─── Document section

June 1st, Anno Mundi, 5790.

Thursday, January 19, 2006

In Search of the Lost World of H.V. Morton



In between thinking Large Thoughts and following the election, I have been enjoying a set of books written by a charming English gentleman, and, in his time, famous travel writer, H.V. Morton.

Warren started me on him by giving me his book In the Steps of St. Paul last year. Just recently, I have been finding him everywhere. I got In the Steps of Our Lord somewhere recently; at least, there it was on my shelf one day so I assume I bought it.

Then when it came time to go prospecting in the Muggeridge library, I found an entire collection. My Morton library now boasts, In Search of England, Ireland (green leather binding and gold edges!), Scotland and Wales, In the Footsteps both of St. Paul and Our Lord. All filled with the lovliest descriptions of the people and places he met on his long rambles and interspersed with beautiful sepia-toned pictures of a world that was, in mere moments, about to disappear forever.

──────

● **Task list**
a) In the blog post on H.V. Morton, give the passage again, beginning at the words "In between thinking" and stopping after "writer, H.V. Morton.", and swap "charming" for "delightful".
b) In the blog post on H.V. Morton, name every country listed in the author's collection of Morton's "In Search of" books.

─── Source data

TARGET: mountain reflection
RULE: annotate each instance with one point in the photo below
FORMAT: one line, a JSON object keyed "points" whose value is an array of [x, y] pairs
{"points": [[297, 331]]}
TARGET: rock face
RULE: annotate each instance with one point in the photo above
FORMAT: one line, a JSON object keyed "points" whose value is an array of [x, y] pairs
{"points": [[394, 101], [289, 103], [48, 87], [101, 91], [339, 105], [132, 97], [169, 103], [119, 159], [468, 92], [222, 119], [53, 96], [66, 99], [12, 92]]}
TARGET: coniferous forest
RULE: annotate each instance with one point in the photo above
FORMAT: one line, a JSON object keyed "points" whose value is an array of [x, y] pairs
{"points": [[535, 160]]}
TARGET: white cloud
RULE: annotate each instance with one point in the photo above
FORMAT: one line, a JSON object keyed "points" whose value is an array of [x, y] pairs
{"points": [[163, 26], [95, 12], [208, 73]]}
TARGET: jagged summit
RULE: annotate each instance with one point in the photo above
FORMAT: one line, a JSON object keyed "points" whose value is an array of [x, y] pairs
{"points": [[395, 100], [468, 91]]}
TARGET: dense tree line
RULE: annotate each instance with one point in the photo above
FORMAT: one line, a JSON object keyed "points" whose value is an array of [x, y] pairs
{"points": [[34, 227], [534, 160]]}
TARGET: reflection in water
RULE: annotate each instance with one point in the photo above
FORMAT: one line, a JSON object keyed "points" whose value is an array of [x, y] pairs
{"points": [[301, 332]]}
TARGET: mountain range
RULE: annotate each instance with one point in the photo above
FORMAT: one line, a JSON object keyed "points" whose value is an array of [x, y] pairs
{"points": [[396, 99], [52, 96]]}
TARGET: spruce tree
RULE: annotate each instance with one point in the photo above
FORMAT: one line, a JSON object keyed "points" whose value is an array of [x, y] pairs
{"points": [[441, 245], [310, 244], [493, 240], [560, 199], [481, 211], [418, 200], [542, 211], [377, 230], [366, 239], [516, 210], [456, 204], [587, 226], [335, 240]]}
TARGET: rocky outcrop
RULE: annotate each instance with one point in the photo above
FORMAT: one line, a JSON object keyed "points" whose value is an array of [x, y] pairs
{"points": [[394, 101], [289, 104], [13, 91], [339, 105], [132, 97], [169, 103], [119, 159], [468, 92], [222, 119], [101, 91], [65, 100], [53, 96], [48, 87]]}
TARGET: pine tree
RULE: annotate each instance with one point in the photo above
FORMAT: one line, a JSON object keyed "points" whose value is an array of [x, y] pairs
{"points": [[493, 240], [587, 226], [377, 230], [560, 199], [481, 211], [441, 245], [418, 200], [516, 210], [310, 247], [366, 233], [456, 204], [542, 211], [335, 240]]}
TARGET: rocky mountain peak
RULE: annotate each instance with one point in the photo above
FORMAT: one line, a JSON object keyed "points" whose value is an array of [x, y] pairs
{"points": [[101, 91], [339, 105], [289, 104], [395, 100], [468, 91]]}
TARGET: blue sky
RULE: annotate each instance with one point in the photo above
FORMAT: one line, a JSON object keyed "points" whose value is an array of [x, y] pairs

──────

● **Response list**
a)
In between thinking Large Thoughts and following the election, I have been enjoying a set of books written by a delightful English gentleman, and, in his time, famous travel writer, H.V. Morton.

b) England, Ireland, Scotland, Wales